> _Supplied text_:

- Opening Delimiter -

First passage percolation on the Newman-Watts small world model

TL;DR

This paper studies the typical distances and epidemic spread in a Newman-Watts small world graph with exponential edge weights, revealing logarithmic growth, distributional limits, and a CLT for shortest paths.

Contribution

It introduces a detailed analysis of passage times and shortest paths in the weighted Newman-Watts model, including distributional results and epidemic modeling insights.

Findings

Typical distances grow as (1/λ) log n

Number of edges in shortest path follows a CLT

Infection fraction follows a deterministic curve with random shift

Abstract

The Newman-Watts model is given by taking a cycle graph of n vertices and then adding each possible edge $(i,j), |i-j|\neq 1 \mod n$ with probability $\rho/n$ for some $\rho>0$ constant. In this paper we add i.i.d. exponential edge weights to this graph, and investigate typical distances in the corresponding random metric space given by the least weight paths between vertices. We show that typical distances grow as $\frac1\lambda \log n$ for a $\lambda>0$ and determine the distribution of smaller order terms in terms of limits of branching process random variables. We prove that the number of edges along the shortest weight path follows a Central Limit Theorem, and show that in a corresponding epidemic spread model the fraction of infected vertices follows a deterministic curve with a random shift.

- Closing Delimiter -

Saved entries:

- Opening Delimiter -

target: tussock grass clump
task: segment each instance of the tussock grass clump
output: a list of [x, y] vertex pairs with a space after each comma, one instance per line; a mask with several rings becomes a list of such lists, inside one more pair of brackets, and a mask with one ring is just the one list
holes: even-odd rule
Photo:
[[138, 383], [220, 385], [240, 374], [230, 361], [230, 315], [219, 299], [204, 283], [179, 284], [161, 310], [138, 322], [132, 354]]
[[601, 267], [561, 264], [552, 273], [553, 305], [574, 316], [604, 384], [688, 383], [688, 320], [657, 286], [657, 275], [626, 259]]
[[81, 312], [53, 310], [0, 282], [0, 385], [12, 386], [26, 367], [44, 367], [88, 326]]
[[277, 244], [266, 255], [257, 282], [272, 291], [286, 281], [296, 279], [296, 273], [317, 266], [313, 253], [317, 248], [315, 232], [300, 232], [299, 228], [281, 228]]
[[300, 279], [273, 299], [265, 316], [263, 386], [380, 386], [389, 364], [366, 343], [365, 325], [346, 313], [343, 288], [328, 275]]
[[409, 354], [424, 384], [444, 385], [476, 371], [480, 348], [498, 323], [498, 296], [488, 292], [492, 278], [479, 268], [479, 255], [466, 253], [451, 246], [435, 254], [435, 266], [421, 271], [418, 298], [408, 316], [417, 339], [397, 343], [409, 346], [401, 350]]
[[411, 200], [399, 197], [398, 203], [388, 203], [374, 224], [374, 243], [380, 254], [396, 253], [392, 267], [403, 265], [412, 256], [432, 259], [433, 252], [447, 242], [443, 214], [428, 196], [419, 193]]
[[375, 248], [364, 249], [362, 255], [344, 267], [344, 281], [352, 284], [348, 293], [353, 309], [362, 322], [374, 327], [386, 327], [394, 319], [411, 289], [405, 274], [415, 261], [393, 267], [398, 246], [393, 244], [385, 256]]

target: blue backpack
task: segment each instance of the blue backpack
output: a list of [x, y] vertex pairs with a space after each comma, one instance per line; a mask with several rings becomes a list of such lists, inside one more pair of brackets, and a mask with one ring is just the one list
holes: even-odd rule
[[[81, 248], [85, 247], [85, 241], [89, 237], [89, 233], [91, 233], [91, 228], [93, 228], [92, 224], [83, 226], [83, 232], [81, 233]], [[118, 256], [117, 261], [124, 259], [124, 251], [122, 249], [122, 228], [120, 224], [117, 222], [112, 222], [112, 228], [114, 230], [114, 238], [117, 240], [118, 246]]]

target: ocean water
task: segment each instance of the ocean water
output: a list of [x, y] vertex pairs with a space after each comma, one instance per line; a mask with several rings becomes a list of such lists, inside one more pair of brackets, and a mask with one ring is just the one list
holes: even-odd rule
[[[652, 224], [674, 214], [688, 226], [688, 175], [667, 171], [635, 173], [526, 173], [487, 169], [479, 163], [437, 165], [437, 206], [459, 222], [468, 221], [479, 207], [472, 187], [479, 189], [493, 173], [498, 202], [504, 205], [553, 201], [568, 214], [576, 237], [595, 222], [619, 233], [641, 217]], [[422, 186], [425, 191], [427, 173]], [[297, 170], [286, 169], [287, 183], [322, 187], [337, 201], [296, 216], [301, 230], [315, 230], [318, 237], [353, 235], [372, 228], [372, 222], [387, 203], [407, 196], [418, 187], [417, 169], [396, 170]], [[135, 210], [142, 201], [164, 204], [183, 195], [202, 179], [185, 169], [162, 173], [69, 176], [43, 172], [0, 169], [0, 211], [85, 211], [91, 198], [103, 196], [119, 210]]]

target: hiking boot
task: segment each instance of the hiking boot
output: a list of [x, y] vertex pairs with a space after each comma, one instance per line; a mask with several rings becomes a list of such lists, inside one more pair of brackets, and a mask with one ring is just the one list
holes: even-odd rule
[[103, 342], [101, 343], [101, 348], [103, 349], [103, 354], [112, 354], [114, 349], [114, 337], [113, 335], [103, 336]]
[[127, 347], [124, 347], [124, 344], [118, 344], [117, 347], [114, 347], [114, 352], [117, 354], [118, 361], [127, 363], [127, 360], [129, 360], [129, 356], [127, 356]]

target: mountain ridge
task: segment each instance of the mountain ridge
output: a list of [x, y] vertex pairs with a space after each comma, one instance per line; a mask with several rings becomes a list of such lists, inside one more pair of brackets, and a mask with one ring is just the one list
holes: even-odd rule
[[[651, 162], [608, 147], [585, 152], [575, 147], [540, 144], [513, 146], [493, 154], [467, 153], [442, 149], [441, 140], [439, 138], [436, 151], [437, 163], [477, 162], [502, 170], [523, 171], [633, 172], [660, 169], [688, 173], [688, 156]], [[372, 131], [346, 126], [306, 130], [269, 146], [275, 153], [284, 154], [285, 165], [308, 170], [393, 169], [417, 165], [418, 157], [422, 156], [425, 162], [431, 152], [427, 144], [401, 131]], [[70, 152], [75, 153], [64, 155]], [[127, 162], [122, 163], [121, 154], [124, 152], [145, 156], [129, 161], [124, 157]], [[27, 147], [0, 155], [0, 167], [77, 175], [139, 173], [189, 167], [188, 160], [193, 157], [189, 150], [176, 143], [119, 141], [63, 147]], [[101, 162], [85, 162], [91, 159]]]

- Closing Delimiter -
- Opening Delimiter -

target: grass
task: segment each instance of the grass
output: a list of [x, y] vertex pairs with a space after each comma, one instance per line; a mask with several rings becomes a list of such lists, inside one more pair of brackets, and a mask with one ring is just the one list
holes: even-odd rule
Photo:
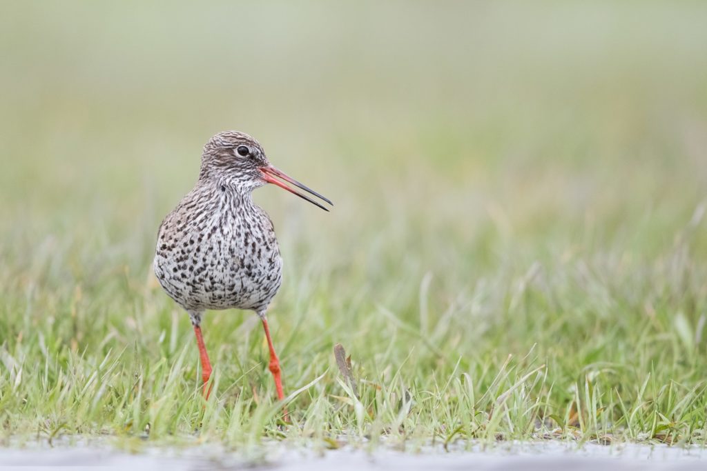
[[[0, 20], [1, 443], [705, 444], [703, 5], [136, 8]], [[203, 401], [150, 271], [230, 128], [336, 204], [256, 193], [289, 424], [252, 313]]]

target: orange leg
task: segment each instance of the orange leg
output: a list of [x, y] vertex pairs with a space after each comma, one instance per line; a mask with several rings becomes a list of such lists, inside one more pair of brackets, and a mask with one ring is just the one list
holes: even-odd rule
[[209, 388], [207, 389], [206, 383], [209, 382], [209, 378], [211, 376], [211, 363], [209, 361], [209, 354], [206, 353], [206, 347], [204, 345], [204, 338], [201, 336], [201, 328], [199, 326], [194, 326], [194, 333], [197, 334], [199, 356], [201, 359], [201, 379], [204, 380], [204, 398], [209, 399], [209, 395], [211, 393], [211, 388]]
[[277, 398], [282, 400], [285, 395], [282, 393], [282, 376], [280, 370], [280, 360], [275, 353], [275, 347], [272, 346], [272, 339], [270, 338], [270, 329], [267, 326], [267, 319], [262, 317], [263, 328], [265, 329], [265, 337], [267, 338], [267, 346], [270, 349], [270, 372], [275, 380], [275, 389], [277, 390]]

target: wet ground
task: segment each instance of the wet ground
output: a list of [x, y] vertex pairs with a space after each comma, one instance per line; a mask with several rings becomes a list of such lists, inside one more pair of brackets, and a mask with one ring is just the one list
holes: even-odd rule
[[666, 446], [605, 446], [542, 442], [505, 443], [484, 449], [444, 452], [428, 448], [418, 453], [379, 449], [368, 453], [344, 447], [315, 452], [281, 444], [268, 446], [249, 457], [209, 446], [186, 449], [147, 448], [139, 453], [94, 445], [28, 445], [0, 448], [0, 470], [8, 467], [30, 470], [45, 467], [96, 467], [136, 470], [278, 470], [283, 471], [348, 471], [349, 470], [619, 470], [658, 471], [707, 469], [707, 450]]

- Closing Delimiter -

> _What to do_:
1) What kind of edge weights does the Newman-Watts text add to the graph?
2) Translate this sentence from the Newman-Watts text into Spanish: "We prove that the number of edges along the shortest weight path follows a Central Limit Theorem, and show that in a corresponding epidemic spread model the fraction of infected vertices follows a deterministic curve with a random shift."
3) Retype the part of the Newman-Watts text that opens with the words containing "First passage percolation" and closes with "for shortest paths.".
Use only the Newman-Watts text to answer.

> _Answer section_:
1) It adds i.i.d. exponential edge weights.

2) Demostramos que el número de aristas a lo largo del camino de peso mínimo sigue un teorema central del límite, y mostramos que, en un modelo correspondiente de propagación de epidemias, la fracción de vértices infectados sigue una curva determinista con un desplazamiento aleatorio.

3)
First passage percolation on the Newman-Watts small world model

TL;DR

This paper studies the typical distances and epidemic spread in a Newman-Watts small world graph with exponential edge weights, revealing logarithmic growth, distributional limits, and a CLT for shortest paths.